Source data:
--- START ---

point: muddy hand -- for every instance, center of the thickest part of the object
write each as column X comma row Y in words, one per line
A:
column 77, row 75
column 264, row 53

--- END ---

Activity - Your task is to retype the records precisely as they stand.

Response for this exercise -
point: muddy hand -- for every instance, center of the thickest part of the object
write each as column X comma row Y in words, one per line
A:
column 77, row 75
column 264, row 53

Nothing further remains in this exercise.